** begin Task data **
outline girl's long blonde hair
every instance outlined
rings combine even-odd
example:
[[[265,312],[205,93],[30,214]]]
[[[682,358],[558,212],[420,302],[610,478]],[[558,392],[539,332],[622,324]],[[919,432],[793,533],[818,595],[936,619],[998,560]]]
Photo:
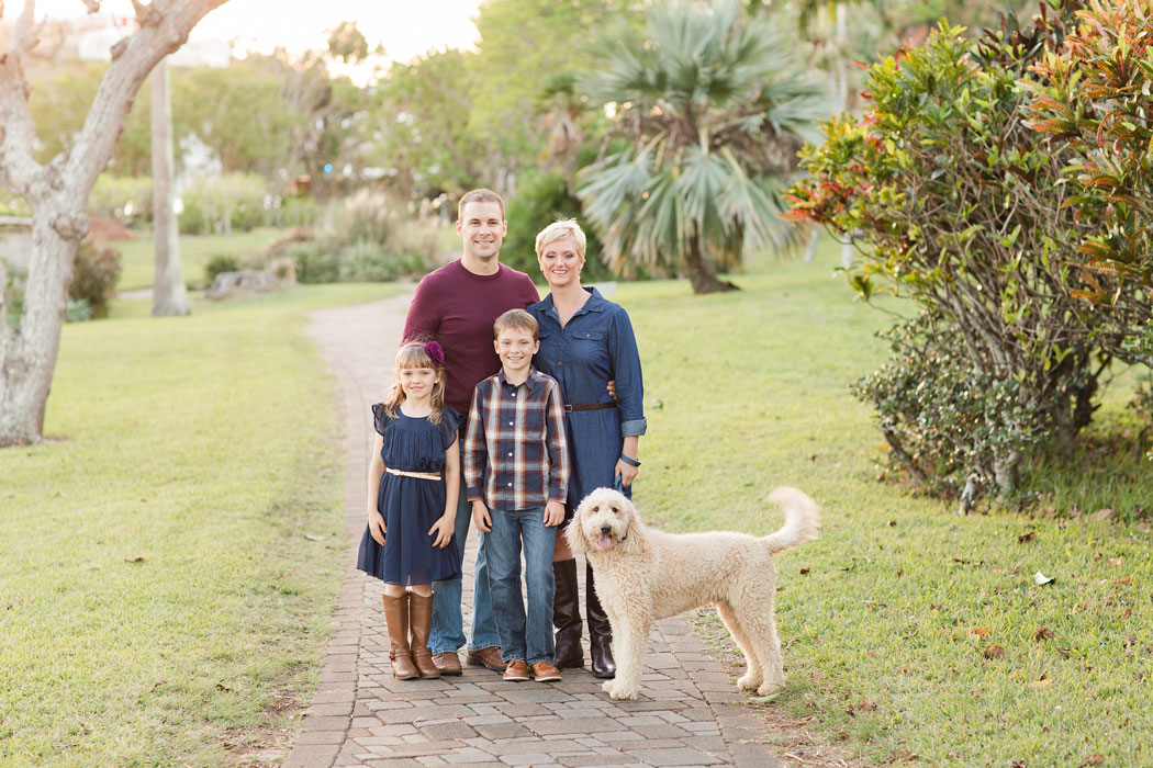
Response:
[[[436,358],[439,358],[439,363]],[[404,368],[432,368],[437,372],[439,378],[432,385],[432,394],[429,396],[429,405],[432,408],[429,421],[439,424],[440,416],[444,413],[445,388],[444,352],[440,350],[440,345],[436,342],[408,341],[397,350],[397,367],[392,374],[392,389],[389,390],[389,397],[384,401],[384,412],[392,419],[397,418],[397,409],[407,400],[405,389],[400,386],[400,371]]]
** end Task data **
**Exercise brief**: Please arrange every line of the rows above as a JSON list of strings, one string per line, with blank lines skipped. Leave the pictures out.

**The completed task**:
[
  "outline girl's long blonde hair",
  "every instance outlined",
  "rings combine even-odd",
  "example:",
  "[[[265,312],[205,93],[30,214]]]",
  "[[[682,358],[558,212],[420,302],[610,478]],[[558,392],[539,332],[622,324]],[[919,432],[793,533],[818,595],[936,619],[998,560]]]",
  "Photo:",
  "Response:",
  "[[[436,358],[439,358],[439,363]],[[404,368],[432,368],[437,372],[439,378],[432,385],[432,394],[429,396],[429,405],[432,408],[429,421],[439,424],[440,416],[444,413],[445,388],[444,352],[440,350],[440,345],[436,342],[408,341],[397,350],[397,367],[392,374],[392,389],[389,390],[389,397],[384,401],[384,412],[392,419],[397,418],[397,409],[407,400],[405,389],[400,386],[400,371]]]"
]